■ **RECORDS FOR THIS EXERCISE**:
-- begin --

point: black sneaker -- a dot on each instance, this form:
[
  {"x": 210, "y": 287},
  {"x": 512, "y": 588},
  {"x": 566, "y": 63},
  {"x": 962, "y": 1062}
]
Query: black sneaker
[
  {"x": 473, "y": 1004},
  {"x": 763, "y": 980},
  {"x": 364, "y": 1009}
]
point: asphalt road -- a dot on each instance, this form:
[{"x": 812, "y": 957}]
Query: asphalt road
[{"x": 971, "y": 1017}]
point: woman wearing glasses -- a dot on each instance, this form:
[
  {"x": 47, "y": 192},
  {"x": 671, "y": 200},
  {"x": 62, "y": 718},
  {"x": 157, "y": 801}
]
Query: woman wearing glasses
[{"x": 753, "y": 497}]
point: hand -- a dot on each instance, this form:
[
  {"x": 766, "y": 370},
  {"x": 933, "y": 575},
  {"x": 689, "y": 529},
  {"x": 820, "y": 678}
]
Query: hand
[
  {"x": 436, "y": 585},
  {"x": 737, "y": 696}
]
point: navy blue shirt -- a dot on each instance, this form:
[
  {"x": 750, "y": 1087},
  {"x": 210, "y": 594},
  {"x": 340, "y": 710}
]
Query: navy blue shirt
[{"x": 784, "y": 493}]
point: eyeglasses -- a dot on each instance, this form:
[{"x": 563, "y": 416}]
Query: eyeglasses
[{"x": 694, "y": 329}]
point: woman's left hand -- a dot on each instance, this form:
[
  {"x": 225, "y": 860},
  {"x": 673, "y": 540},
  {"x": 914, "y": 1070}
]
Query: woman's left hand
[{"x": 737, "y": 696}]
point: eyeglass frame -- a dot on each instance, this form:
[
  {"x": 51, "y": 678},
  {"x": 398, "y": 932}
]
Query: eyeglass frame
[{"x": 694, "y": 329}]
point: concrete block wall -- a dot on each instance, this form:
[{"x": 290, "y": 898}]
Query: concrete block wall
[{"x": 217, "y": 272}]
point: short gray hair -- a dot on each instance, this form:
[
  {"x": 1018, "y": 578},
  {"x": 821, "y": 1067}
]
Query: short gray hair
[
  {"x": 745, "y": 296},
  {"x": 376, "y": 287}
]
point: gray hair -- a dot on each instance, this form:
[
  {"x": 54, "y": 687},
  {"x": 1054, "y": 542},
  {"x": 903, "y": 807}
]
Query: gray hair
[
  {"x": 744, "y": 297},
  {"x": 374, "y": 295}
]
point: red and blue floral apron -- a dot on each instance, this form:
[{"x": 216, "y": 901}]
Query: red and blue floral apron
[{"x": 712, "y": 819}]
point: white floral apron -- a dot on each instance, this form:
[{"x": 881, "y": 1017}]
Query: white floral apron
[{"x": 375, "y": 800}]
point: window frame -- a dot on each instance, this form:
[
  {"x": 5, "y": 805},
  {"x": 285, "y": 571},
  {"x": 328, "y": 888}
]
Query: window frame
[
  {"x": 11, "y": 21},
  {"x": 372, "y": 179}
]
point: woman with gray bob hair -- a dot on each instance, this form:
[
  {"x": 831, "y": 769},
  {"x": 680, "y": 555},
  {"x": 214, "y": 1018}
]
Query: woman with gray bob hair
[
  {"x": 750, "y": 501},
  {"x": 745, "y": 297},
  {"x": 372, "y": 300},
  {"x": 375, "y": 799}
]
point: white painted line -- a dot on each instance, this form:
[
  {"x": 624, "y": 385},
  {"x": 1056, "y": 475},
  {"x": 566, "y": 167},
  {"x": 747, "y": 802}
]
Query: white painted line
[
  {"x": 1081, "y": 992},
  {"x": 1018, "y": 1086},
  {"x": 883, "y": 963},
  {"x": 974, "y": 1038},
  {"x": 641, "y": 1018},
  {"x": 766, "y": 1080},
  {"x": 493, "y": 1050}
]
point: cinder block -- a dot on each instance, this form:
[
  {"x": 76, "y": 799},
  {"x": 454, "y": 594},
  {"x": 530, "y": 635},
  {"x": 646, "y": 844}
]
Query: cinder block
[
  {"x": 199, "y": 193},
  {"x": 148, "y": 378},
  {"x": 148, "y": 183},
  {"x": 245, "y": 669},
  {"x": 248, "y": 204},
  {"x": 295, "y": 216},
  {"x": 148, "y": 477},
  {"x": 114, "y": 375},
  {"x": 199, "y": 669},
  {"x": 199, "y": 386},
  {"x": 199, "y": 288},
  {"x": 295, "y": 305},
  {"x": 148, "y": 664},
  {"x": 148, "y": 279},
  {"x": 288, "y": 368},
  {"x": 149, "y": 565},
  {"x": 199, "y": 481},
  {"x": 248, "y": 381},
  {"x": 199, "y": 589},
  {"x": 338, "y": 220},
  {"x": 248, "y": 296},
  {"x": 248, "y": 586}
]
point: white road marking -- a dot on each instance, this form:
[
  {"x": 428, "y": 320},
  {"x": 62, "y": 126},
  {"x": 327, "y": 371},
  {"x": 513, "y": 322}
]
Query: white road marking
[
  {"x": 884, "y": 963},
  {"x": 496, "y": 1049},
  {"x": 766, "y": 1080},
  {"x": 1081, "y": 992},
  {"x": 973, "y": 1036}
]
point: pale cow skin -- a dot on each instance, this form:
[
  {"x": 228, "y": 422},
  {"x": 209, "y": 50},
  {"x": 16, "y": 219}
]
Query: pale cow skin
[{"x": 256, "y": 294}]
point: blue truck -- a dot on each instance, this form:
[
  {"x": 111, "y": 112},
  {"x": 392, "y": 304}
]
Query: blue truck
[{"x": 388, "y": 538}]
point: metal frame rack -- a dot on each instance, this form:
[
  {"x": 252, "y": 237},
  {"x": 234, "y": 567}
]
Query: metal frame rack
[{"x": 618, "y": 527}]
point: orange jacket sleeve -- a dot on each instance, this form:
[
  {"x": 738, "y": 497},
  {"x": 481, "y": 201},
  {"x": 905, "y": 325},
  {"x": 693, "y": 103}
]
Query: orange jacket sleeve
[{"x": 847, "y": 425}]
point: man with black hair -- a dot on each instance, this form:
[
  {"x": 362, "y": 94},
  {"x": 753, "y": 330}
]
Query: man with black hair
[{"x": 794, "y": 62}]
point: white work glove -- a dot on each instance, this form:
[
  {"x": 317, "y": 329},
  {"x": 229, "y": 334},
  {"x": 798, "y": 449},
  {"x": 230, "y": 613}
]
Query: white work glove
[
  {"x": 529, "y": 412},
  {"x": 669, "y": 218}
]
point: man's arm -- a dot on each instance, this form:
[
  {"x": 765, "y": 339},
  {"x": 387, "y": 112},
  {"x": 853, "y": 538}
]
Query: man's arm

-- end --

■ **WHAT IS BEING ASKED**:
Reproduce every line of the listing from the line with "point: white work" up to and including its last line, requests included. Multiply each x and y coordinate in the answers by 0.65 and round to whole numbers, rounding halves up, while the numbers in the requests and their format samples stay as they are.

■ **RESPONSE FOR THIS EXERCISE**:
point: white work glove -- a dot on each instance, this form:
[
  {"x": 317, "y": 329},
  {"x": 229, "y": 334},
  {"x": 798, "y": 449},
  {"x": 230, "y": 613}
]
Query: white work glove
[
  {"x": 344, "y": 268},
  {"x": 435, "y": 142}
]
point: man's arm -- a dot on each instance, this form:
[
  {"x": 765, "y": 339},
  {"x": 387, "y": 112},
  {"x": 853, "y": 538}
]
Query: man's arm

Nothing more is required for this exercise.